◆ GIVEN RECORDS:
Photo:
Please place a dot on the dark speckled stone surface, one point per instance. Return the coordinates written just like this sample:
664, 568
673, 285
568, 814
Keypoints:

◆ WORK ORDER: Restate all of the material above exactly as written.

◆ RESULT OF THIS TASK:
Photo:
Please place a dot on the dark speckled stone surface, one point per instance. Return the coordinates written just like this sample:
664, 568
673, 285
568, 814
Keypoints:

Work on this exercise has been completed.